__ACTIVITY__
Copy each line of the data below with the word "throw".

Region pointing data:
------------------------------------------------------------------------

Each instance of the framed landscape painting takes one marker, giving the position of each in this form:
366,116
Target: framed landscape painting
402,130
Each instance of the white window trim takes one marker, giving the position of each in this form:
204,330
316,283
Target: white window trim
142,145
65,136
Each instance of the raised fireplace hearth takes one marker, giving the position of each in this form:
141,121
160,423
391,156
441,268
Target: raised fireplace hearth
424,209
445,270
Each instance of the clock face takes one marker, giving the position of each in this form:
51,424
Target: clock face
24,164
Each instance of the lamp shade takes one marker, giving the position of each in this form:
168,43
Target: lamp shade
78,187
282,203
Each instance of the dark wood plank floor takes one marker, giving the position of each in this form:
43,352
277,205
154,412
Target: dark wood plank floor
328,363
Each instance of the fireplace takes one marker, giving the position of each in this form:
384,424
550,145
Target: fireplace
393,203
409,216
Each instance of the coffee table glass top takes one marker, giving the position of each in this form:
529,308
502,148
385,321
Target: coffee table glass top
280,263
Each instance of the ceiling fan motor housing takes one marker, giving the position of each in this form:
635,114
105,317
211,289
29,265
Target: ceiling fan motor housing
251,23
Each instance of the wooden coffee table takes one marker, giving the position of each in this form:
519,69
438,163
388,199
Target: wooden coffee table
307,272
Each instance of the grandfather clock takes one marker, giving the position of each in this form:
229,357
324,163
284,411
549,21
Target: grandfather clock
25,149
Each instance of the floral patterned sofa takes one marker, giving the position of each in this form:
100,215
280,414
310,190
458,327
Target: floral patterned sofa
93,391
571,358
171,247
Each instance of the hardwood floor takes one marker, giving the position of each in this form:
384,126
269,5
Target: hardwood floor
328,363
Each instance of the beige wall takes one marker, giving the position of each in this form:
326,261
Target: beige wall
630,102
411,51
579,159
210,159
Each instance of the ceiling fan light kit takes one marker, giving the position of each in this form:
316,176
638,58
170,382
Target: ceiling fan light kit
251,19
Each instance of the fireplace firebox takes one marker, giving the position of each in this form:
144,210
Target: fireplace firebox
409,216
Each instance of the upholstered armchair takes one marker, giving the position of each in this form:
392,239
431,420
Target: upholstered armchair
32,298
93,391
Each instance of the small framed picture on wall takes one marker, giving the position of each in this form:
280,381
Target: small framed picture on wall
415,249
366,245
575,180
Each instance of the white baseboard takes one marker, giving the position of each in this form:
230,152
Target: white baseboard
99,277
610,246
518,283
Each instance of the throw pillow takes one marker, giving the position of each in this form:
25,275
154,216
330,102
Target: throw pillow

------------------------------------------------------------------------

__ANSWER SECTION__
Each instance of the throw pillow takes one marker, giving the position of each in this form:
Target: throw pillow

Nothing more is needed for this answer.